Work task: Beginning at the line containing "of the concrete" and continuing to the end of the records below, give each line again exactly as it stands, and only those lines.

Input:
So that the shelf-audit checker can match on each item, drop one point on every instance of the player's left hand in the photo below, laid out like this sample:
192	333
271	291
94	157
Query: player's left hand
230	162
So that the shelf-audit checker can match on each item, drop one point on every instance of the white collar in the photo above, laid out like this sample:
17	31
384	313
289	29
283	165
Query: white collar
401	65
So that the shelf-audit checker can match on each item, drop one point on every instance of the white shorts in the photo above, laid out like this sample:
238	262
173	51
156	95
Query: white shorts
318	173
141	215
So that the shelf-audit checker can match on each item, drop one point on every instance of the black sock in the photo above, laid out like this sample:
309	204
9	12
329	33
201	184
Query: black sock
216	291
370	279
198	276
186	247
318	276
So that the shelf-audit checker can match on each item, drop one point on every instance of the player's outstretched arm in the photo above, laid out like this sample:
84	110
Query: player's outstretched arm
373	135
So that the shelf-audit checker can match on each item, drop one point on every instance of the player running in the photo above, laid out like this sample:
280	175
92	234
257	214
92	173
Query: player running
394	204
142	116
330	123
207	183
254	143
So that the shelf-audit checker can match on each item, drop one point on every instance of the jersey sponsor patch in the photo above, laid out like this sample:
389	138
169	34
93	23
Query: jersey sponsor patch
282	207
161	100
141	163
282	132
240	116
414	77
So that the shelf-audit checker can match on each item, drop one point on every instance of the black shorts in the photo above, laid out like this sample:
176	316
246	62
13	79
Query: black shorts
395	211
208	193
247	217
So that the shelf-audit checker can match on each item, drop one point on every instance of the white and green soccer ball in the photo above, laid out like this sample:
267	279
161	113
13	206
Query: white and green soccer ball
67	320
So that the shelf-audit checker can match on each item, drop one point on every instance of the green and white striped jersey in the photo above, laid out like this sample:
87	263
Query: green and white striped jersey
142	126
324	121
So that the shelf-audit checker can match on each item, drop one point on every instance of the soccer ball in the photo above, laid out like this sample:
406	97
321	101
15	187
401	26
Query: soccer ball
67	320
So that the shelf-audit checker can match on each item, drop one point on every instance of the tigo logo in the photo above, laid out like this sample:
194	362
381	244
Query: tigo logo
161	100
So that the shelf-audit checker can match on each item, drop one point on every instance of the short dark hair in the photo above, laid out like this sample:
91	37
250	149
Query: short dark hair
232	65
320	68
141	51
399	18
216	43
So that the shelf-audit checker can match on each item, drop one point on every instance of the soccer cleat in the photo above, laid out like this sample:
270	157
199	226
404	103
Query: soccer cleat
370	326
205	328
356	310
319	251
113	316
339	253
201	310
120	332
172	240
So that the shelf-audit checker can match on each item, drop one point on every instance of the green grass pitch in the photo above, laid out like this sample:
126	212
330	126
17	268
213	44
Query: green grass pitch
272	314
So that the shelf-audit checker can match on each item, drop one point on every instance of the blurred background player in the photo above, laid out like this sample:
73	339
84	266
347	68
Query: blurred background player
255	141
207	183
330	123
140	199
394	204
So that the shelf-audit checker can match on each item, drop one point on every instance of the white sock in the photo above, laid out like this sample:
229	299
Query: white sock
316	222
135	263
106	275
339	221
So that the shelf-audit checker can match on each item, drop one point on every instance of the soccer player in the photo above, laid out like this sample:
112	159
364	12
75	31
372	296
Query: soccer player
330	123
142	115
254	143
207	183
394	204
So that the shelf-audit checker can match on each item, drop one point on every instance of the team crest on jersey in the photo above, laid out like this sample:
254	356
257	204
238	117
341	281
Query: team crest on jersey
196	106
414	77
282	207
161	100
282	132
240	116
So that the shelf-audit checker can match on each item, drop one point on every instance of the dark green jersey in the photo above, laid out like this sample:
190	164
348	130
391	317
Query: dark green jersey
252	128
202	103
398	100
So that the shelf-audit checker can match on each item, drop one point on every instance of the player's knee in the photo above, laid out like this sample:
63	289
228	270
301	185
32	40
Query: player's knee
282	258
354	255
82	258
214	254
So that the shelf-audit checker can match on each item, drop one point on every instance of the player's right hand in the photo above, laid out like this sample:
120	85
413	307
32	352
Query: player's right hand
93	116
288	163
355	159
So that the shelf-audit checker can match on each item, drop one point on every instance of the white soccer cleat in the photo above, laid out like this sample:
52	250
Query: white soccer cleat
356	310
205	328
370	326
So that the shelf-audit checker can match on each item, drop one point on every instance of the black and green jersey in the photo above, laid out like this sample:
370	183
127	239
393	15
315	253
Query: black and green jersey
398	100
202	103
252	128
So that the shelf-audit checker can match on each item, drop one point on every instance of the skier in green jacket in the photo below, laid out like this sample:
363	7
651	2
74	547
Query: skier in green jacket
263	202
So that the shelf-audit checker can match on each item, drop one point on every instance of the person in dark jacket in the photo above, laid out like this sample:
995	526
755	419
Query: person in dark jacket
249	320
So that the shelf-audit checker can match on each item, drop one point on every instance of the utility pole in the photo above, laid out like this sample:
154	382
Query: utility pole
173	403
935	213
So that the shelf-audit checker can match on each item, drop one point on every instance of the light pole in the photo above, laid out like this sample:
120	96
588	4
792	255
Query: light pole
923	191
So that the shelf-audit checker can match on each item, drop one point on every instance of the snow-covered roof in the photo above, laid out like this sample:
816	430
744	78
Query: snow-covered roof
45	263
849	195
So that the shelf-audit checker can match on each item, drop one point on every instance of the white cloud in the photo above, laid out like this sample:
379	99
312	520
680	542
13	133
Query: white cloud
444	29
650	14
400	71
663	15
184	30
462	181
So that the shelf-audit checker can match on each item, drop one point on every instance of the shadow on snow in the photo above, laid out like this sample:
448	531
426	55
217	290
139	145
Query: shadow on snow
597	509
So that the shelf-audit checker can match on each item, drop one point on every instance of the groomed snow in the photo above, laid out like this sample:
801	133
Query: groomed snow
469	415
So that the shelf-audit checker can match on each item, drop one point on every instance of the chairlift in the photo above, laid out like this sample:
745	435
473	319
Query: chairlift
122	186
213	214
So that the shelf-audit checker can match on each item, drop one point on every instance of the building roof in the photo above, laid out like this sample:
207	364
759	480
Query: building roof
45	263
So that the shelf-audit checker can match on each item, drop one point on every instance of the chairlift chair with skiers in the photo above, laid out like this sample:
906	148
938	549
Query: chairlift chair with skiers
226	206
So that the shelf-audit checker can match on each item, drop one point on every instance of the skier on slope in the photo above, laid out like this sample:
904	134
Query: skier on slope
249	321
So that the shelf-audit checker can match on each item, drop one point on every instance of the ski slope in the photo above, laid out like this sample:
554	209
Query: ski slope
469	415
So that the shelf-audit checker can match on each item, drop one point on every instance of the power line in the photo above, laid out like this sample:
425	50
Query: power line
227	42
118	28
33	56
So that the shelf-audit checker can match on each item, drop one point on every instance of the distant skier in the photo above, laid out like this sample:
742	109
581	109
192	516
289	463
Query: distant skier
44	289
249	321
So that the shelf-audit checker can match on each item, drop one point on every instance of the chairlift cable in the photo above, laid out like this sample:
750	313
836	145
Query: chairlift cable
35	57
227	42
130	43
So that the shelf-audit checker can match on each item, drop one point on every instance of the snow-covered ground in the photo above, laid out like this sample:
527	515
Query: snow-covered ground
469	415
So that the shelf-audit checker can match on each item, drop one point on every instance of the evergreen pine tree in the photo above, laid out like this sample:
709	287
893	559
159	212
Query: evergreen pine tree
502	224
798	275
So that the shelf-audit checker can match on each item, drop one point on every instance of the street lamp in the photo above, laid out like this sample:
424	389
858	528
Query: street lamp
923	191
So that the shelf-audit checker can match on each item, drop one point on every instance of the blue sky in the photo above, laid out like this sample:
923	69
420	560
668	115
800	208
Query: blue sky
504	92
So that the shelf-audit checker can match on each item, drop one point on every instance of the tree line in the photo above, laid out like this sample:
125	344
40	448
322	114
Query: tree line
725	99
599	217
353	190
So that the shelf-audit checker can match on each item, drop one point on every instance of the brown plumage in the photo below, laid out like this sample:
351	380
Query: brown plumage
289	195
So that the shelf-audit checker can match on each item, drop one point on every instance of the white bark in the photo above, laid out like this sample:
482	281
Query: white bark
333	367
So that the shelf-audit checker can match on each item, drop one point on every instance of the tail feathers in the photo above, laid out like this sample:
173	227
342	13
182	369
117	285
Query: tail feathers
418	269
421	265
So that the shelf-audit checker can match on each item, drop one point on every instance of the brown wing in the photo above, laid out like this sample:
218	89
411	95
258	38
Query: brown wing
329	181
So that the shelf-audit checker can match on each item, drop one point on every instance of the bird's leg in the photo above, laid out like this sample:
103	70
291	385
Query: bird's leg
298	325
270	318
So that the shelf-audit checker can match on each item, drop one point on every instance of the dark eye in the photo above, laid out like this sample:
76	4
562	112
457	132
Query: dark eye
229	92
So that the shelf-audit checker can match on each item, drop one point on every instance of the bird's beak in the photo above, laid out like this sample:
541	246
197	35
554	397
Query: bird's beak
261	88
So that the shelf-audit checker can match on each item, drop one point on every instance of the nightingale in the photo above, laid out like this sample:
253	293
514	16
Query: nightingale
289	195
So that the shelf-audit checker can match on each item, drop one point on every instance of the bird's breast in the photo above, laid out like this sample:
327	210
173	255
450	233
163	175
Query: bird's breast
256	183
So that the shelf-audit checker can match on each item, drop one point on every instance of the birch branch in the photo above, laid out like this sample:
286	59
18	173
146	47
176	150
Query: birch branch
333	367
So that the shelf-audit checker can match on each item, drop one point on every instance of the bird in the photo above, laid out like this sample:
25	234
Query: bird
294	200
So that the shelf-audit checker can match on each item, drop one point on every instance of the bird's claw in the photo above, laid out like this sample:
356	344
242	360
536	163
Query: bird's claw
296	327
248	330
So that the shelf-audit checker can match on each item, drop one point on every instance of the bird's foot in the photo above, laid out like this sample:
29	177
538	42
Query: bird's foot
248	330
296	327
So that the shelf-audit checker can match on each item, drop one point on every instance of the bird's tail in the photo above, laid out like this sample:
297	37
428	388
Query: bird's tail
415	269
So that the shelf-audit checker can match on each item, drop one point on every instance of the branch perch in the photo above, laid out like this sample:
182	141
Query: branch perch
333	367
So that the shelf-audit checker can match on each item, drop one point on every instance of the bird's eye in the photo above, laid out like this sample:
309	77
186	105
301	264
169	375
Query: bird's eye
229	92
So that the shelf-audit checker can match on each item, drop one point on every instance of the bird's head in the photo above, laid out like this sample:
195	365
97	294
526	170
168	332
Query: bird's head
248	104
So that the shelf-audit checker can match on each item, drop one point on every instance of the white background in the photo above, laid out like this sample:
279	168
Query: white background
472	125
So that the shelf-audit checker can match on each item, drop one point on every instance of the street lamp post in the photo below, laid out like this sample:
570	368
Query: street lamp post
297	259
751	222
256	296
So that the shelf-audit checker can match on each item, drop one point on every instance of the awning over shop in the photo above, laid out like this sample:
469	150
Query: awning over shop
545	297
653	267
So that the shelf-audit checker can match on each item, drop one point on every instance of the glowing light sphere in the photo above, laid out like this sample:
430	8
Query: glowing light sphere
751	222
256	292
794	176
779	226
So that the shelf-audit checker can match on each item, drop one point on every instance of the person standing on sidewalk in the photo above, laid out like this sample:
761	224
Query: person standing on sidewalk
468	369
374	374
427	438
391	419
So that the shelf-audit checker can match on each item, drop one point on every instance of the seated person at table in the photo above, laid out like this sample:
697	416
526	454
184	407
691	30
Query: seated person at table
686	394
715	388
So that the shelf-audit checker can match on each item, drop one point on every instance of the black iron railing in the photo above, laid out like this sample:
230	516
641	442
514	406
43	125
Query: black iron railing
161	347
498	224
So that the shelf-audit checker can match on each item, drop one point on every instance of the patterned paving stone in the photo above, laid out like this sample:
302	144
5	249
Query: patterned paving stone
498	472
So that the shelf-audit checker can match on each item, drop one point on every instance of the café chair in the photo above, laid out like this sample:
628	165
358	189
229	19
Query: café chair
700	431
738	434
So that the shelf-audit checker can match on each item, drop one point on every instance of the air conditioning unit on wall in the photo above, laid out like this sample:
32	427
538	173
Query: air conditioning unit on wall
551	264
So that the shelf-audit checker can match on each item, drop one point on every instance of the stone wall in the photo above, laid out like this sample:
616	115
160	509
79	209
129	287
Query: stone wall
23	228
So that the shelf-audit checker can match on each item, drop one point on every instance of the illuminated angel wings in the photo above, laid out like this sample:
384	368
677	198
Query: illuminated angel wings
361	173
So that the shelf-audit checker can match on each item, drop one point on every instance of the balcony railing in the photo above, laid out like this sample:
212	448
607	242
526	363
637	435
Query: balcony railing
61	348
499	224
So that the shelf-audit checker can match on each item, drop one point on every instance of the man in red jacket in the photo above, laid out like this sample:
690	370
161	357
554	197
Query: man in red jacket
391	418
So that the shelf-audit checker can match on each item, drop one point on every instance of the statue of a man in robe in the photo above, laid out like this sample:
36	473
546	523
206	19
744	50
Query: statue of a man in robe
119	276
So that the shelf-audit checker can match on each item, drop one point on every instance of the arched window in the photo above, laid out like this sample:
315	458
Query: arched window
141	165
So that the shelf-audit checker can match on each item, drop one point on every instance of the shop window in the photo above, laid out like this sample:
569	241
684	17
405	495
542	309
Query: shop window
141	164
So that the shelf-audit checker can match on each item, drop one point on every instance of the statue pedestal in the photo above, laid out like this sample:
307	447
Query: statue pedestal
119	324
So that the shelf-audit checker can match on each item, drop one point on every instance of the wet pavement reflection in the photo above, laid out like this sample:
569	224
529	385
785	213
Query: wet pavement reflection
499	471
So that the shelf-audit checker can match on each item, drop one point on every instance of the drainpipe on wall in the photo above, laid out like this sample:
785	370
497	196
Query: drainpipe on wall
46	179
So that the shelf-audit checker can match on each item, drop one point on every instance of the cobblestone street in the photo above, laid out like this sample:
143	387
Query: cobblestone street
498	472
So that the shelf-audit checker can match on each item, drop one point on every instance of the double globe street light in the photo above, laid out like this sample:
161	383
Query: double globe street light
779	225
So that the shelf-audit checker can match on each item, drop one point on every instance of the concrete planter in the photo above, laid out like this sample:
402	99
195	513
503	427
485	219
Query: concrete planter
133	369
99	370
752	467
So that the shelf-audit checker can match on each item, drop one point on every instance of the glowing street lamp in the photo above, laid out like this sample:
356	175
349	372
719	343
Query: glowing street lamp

Result of the exercise:
So that the shelf-audit checker can match on each item, drop one point on every instance of the concrete planter in the photo above, laid out like this sample:
402	99
195	513
503	427
485	219
Query: concrete planter
133	369
99	370
752	467
So that the shelf-audit checker can match on each item, drop one point on every instance of the glowing street lamp in the photo above, laid out like this sample:
356	175
349	372
719	343
Query: glowing street lamp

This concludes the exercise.